**Texto para análise**
/---
Segundo a Cáritas, as pessoas agora têm uma dieta menos variada e trocam alimentos mais nutritivos pelos mais baratos. Em dezembro, 47% das famílias conseguiam comer ovos, mas agora apenas 38% conseguem. Carne e frango estavam no menu de 41% dessas famílias no fim do ano; mas agora estão apenas no de 33%. Mesmo margarina e óleo de cozinha estão fora do alcance de muitas pessoas - 64% usavam esses itens em dezembro, mas agora apenas 34% usam.

Nesse país tropical, tubérculos e frutas são os únicos alimentos que sobreviveram às indústrias de alimentos. Os tubérculos estão substituindo alimentos mais nutritivos como carne, ovos, leite e vegetais. Para Raffalli, os números falam por eles mesmos. Apesar de a Venezuela ter uma grande reserva de petróleo, sua imagem de um país de renda média caiu por terra com a dura realidade que as famílias enfrentam.

É por isso que, por meio da Cáritas, Raffalli está adotando o mesmo tipo de assistência humanitária para as crianças na Venezuela que ela ajudou a aplicar em Angola em 2005, após a guerra, e depois da grande seca e da crise política em Mianmar.
\---
**Listagem de dados**
/---
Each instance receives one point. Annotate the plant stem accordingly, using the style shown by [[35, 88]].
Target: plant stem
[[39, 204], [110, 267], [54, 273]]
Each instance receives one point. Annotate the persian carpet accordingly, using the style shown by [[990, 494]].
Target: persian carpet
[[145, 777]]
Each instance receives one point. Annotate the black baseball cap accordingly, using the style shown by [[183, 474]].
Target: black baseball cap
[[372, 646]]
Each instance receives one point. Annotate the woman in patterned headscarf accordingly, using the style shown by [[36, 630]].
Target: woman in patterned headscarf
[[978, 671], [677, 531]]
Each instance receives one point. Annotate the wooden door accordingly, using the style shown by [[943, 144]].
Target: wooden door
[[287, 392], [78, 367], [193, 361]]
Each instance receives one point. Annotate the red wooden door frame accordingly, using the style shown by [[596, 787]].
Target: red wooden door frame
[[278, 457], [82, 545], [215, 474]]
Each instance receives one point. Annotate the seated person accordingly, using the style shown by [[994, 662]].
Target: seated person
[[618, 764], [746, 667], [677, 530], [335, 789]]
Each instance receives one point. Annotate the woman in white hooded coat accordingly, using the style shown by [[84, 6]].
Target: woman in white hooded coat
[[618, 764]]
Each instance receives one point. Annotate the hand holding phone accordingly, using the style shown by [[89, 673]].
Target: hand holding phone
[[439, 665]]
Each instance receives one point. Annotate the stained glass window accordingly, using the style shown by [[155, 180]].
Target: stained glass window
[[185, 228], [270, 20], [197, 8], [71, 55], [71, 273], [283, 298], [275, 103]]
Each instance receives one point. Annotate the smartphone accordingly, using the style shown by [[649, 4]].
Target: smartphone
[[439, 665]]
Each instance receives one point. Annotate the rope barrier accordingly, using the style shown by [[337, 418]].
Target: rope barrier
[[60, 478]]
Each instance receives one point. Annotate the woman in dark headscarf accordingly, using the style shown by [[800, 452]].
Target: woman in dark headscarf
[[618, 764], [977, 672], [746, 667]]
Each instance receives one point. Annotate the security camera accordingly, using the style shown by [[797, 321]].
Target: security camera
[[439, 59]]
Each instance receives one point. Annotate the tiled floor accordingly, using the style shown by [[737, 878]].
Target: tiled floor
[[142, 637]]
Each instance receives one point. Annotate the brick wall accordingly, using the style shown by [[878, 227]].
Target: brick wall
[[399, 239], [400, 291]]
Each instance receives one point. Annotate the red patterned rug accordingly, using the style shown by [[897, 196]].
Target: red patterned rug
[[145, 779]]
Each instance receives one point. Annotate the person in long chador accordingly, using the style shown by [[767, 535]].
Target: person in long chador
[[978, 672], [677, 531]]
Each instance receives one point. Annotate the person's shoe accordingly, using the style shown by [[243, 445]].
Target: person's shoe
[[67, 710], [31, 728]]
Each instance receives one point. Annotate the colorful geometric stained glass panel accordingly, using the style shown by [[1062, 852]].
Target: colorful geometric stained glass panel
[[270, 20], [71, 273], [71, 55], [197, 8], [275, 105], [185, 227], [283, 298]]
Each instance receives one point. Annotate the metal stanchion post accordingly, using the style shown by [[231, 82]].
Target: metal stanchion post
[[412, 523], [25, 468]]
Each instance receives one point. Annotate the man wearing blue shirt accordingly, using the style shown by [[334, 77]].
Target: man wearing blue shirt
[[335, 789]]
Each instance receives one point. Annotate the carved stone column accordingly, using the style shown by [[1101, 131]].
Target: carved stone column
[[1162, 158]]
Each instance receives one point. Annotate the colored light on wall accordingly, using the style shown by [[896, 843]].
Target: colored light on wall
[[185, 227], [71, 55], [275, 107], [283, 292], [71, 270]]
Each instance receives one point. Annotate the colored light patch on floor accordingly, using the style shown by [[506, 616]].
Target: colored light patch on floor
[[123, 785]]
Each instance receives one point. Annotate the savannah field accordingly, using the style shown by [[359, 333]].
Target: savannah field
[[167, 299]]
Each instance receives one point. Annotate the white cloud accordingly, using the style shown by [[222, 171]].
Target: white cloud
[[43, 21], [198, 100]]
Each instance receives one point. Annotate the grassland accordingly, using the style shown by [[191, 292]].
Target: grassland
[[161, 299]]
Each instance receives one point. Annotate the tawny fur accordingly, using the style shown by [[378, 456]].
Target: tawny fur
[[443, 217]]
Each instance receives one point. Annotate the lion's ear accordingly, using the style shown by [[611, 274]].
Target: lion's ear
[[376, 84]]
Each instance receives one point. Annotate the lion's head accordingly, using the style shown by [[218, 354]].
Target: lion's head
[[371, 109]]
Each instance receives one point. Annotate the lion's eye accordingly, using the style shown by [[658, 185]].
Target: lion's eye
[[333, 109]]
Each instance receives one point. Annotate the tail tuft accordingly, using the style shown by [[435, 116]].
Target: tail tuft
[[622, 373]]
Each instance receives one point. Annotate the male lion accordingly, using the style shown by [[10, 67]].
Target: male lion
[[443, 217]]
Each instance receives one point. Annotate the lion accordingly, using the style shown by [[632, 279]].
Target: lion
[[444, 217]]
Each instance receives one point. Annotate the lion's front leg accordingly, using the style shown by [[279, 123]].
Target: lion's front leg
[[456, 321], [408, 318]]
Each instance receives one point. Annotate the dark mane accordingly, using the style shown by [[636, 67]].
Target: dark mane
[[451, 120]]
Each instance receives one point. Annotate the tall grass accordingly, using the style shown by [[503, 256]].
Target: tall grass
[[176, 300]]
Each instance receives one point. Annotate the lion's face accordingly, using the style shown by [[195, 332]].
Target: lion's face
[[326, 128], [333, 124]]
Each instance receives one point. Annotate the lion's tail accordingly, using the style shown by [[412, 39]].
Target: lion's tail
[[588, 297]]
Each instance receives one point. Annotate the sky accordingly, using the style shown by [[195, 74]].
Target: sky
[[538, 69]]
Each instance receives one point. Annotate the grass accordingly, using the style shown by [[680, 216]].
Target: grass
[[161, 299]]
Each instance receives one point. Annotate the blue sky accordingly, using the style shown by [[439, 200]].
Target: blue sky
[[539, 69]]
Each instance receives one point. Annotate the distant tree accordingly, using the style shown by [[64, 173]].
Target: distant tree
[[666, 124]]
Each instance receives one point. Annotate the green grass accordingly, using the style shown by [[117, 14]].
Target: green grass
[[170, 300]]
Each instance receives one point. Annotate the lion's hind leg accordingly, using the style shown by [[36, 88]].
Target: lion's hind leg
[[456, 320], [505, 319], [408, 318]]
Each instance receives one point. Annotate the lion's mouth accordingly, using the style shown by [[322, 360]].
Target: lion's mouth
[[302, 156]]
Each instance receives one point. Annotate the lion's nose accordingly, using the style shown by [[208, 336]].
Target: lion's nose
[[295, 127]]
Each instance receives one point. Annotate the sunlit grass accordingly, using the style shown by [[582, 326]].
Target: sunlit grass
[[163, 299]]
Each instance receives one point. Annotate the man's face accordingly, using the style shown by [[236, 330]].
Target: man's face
\---
**Enunciado do exercício**
Indique se cada afirmação abaixo concorda com o texto sobre a alimentação na Venezuela. Responda sim ou não e cite as palavras do texto que justificam a decisão.
1. Em dezembro, 47% das famílias conseguiam comer ovos.
2. O uso de margarina e óleo de cozinha aumentou desde dezembro.
3. Raffalli ajudou a aplicar assistência humanitária em Angola em 2010.

**Resposta esperada**
1. Sim: "Em dezembro, 47% das famílias conseguiam comer ovos"
2. Não: "64% usavam esses itens em dezembro, mas agora apenas 34% usam"
3. Não: "que ela ajudou a aplicar em Angola em 2005"